Start SUPPLIED RECORDS
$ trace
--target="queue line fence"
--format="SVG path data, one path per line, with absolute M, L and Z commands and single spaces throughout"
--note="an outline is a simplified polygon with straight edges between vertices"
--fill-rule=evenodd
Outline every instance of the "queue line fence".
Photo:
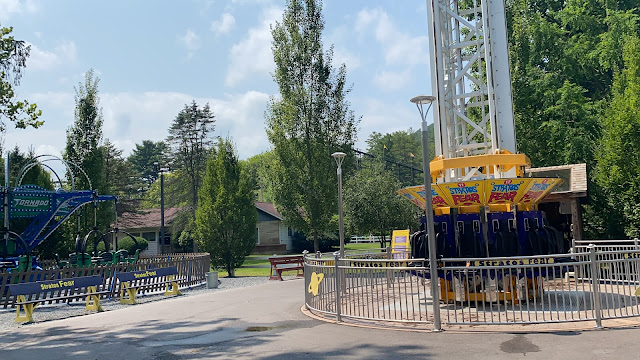
M 0 308 L 15 307 L 16 297 L 8 290 L 9 284 L 19 284 L 25 282 L 44 280 L 64 280 L 80 276 L 102 275 L 103 283 L 100 290 L 107 290 L 100 295 L 101 299 L 117 298 L 120 296 L 122 284 L 117 279 L 117 274 L 122 272 L 132 272 L 140 270 L 153 270 L 157 268 L 173 267 L 178 269 L 175 279 L 179 288 L 199 286 L 206 282 L 206 273 L 210 271 L 211 258 L 207 253 L 189 254 L 168 254 L 158 257 L 140 258 L 136 263 L 120 263 L 117 265 L 92 265 L 88 267 L 58 268 L 50 265 L 42 270 L 29 269 L 21 272 L 0 272 Z M 142 293 L 156 293 L 164 291 L 165 284 L 161 277 L 153 277 L 139 280 L 141 285 L 145 285 Z M 69 295 L 69 289 L 54 290 L 31 295 L 27 300 L 52 299 L 45 304 L 60 303 L 66 300 L 53 300 Z M 78 297 L 79 301 L 84 301 L 83 296 Z
M 595 322 L 640 317 L 640 249 L 427 259 L 390 252 L 305 255 L 305 304 L 337 321 L 446 325 Z M 434 306 L 435 304 L 435 306 Z

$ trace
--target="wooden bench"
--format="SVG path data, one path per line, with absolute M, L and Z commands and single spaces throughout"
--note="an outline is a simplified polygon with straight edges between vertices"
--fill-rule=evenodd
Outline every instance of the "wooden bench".
M 87 310 L 103 311 L 100 305 L 100 295 L 108 294 L 111 291 L 97 291 L 97 287 L 102 285 L 102 275 L 81 276 L 59 280 L 36 281 L 22 284 L 10 284 L 9 292 L 16 296 L 16 322 L 33 322 L 33 310 L 41 302 L 74 299 L 86 296 Z M 86 289 L 77 293 L 76 289 Z M 66 290 L 69 292 L 64 296 L 42 297 L 39 299 L 27 300 L 28 295 L 41 293 L 53 293 Z M 70 291 L 69 291 L 70 290 Z
M 270 257 L 271 273 L 269 280 L 282 280 L 283 271 L 297 271 L 297 276 L 304 276 L 304 258 L 302 255 Z
M 116 274 L 116 277 L 122 284 L 120 287 L 120 303 L 137 304 L 136 295 L 138 294 L 139 289 L 163 284 L 166 285 L 164 291 L 165 296 L 182 295 L 180 290 L 178 290 L 178 280 L 175 278 L 176 275 L 178 275 L 178 269 L 175 266 L 118 273 Z M 166 277 L 165 281 L 147 284 L 140 282 L 145 279 L 153 279 L 163 276 Z

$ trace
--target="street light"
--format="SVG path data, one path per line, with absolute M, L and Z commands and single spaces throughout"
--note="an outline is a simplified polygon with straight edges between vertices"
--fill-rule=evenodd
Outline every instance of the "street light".
M 433 226 L 433 204 L 431 199 L 431 169 L 429 166 L 429 144 L 427 143 L 427 113 L 431 105 L 436 100 L 431 95 L 418 95 L 411 99 L 416 104 L 422 119 L 422 167 L 424 169 L 424 195 L 425 195 L 425 215 L 427 218 L 427 236 L 429 240 L 429 274 L 431 276 L 431 298 L 433 299 L 433 330 L 441 331 L 440 293 L 438 292 L 438 270 L 436 269 L 436 232 Z M 427 105 L 425 111 L 424 106 Z
M 160 173 L 160 253 L 164 254 L 164 173 L 169 168 L 160 167 L 160 164 L 156 161 L 153 163 L 153 169 Z
M 338 165 L 338 219 L 340 231 L 340 258 L 344 259 L 344 222 L 342 221 L 342 161 L 347 154 L 343 152 L 335 152 L 331 154 L 336 159 Z

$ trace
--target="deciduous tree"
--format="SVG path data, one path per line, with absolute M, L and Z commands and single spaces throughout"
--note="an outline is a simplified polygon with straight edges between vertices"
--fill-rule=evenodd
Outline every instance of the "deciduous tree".
M 22 40 L 11 36 L 12 27 L 0 26 L 0 133 L 6 130 L 4 120 L 14 123 L 16 128 L 40 127 L 42 111 L 28 100 L 17 100 L 14 88 L 20 85 L 22 72 L 31 51 Z
M 256 244 L 258 212 L 250 178 L 242 173 L 233 144 L 219 140 L 207 162 L 196 210 L 199 247 L 211 254 L 211 263 L 235 276 Z
M 385 247 L 387 235 L 394 229 L 408 229 L 418 224 L 419 208 L 402 199 L 396 191 L 400 183 L 391 172 L 375 162 L 347 179 L 344 186 L 344 213 L 347 228 L 353 234 L 381 236 Z

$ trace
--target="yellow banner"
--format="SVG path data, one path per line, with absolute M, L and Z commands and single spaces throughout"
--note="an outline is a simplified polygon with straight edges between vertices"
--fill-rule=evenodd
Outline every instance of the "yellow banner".
M 461 181 L 440 184 L 442 194 L 453 206 L 483 206 L 484 181 Z
M 515 204 L 516 199 L 522 197 L 531 179 L 492 179 L 487 180 L 487 205 Z M 520 196 L 518 196 L 520 195 Z
M 539 264 L 553 264 L 553 258 L 538 258 L 538 259 L 513 259 L 513 260 L 479 260 L 472 261 L 473 266 L 517 266 L 517 265 L 539 265 Z
M 391 253 L 394 259 L 409 258 L 409 229 L 393 230 L 391 235 Z
M 426 209 L 426 194 L 424 192 L 424 185 L 411 186 L 398 190 L 398 194 L 405 199 L 411 201 L 421 209 Z M 434 209 L 451 207 L 451 202 L 447 202 L 447 199 L 442 195 L 442 190 L 437 186 L 431 185 L 431 204 Z

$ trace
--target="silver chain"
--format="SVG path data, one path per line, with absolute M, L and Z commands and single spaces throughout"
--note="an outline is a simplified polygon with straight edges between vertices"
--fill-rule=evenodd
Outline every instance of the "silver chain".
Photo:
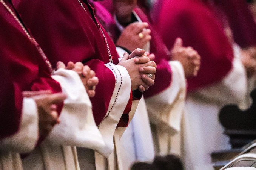
M 22 27 L 24 32 L 25 32 L 26 33 L 26 35 L 27 35 L 28 38 L 29 39 L 29 40 L 34 44 L 36 46 L 37 49 L 37 50 L 38 52 L 39 52 L 40 53 L 40 55 L 41 56 L 43 57 L 43 60 L 45 61 L 45 62 L 47 64 L 47 65 L 48 65 L 48 67 L 49 67 L 49 69 L 50 70 L 50 71 L 52 73 L 52 72 L 53 71 L 53 69 L 52 69 L 52 67 L 51 64 L 51 63 L 50 62 L 50 61 L 49 61 L 49 59 L 47 58 L 47 57 L 45 55 L 45 53 L 43 52 L 43 50 L 40 47 L 39 47 L 39 45 L 37 44 L 37 43 L 36 42 L 34 38 L 32 38 L 29 34 L 29 33 L 28 33 L 27 30 L 24 27 L 24 26 L 23 24 L 21 23 L 20 20 L 19 19 L 18 17 L 16 16 L 16 15 L 14 14 L 14 13 L 12 12 L 12 11 L 10 9 L 10 8 L 8 6 L 6 5 L 6 3 L 5 2 L 4 2 L 3 0 L 0 0 L 0 2 L 2 3 L 2 4 L 4 6 L 5 6 L 5 7 L 7 9 L 7 10 L 11 13 L 11 14 L 12 15 L 12 17 L 15 19 L 15 20 L 18 22 L 19 23 L 19 25 L 20 26 L 20 27 Z
M 78 1 L 78 2 L 79 3 L 80 5 L 81 5 L 81 6 L 82 7 L 83 9 L 85 10 L 85 12 L 86 12 L 87 11 L 86 11 L 86 10 L 85 9 L 85 7 L 83 6 L 83 4 L 79 0 L 77 0 Z M 98 23 L 98 25 L 99 25 L 99 23 Z M 107 49 L 108 50 L 108 56 L 109 58 L 109 61 L 111 63 L 113 63 L 113 60 L 112 59 L 112 56 L 111 55 L 111 53 L 110 53 L 110 50 L 109 49 L 109 46 L 108 46 L 108 40 L 107 40 L 106 38 L 106 36 L 105 36 L 105 34 L 104 33 L 104 32 L 103 32 L 103 30 L 102 30 L 102 29 L 101 28 L 101 27 L 100 27 L 100 30 L 101 31 L 101 32 L 102 33 L 102 35 L 103 35 L 103 36 L 104 36 L 104 39 L 106 42 L 106 46 Z

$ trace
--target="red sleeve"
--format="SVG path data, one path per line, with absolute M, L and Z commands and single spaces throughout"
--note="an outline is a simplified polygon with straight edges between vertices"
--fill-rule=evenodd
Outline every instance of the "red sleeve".
M 192 47 L 201 56 L 197 76 L 187 79 L 188 91 L 220 80 L 231 69 L 233 58 L 221 24 L 202 3 L 174 1 L 163 3 L 157 26 L 168 49 L 180 37 L 184 46 Z
M 91 102 L 94 118 L 96 124 L 99 124 L 107 112 L 115 78 L 111 70 L 105 65 L 109 62 L 108 51 L 101 30 L 96 24 L 97 19 L 92 16 L 91 9 L 85 5 L 85 12 L 78 2 L 73 1 L 13 1 L 53 66 L 58 61 L 66 64 L 70 61 L 80 61 L 95 72 L 99 83 Z M 28 6 L 30 6 L 29 9 Z M 46 17 L 49 16 L 50 17 Z M 116 64 L 118 58 L 114 44 L 102 29 Z
M 256 45 L 256 23 L 245 0 L 215 0 L 227 16 L 235 41 L 244 48 Z
M 155 74 L 155 83 L 143 93 L 144 97 L 147 98 L 163 91 L 170 85 L 172 73 L 168 62 L 170 58 L 167 53 L 168 49 L 165 44 L 162 40 L 157 31 L 151 26 L 147 16 L 139 8 L 136 8 L 134 11 L 142 21 L 148 23 L 148 28 L 151 30 L 150 53 L 156 56 L 154 61 L 157 66 L 157 71 Z
M 0 140 L 17 132 L 19 128 L 23 98 L 19 88 L 13 83 L 4 60 L 0 62 Z

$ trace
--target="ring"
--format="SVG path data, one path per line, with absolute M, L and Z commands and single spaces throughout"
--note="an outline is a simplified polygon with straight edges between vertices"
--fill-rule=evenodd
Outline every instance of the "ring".
M 142 39 L 142 38 L 143 38 L 143 37 L 144 37 L 144 34 L 141 33 L 139 33 L 138 35 L 139 35 L 139 37 L 141 39 Z
M 148 78 L 151 79 L 153 77 L 153 75 L 152 74 L 148 74 Z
End SUPPLIED RECORDS
● THE REQUEST: Put everything from the start of the rows down to the line containing "M 595 322 L" into a numbered list, skipping blank lines. Leave the pictures out.

● CORRECT RESULT:
1. $ trace
2. --target="queue line fence"
3. --format="SVG path data, one path per line, with absolute M, L and Z commands and single spaces throughout"
4. --note="an outline is a simplified polygon with straight edges between vertices"
5. --fill-rule=evenodd
6. Outline every instance of the "queue line fence".
7. Photo:
8. M 0 308 L 15 307 L 16 297 L 8 290 L 9 284 L 19 284 L 25 282 L 44 280 L 64 280 L 80 276 L 102 275 L 103 283 L 100 290 L 107 290 L 100 295 L 101 299 L 117 298 L 120 296 L 122 284 L 117 279 L 117 274 L 122 272 L 132 272 L 140 270 L 153 270 L 157 268 L 173 267 L 178 269 L 175 279 L 179 288 L 199 286 L 206 282 L 206 273 L 210 271 L 211 258 L 207 253 L 189 254 L 168 254 L 158 257 L 140 258 L 136 263 L 120 263 L 117 265 L 92 265 L 88 267 L 58 268 L 50 265 L 42 270 L 29 269 L 21 272 L 0 272 Z M 142 293 L 156 293 L 164 291 L 165 284 L 161 277 L 153 277 L 139 280 L 141 285 L 145 285 Z M 69 295 L 69 289 L 54 290 L 31 295 L 27 300 L 52 299 L 45 304 L 60 303 L 66 300 L 53 300 Z M 78 297 L 79 301 L 84 301 L 83 296 Z
9. M 595 322 L 640 317 L 640 249 L 427 259 L 390 252 L 305 255 L 305 304 L 337 321 L 446 325 Z M 434 306 L 435 304 L 435 306 Z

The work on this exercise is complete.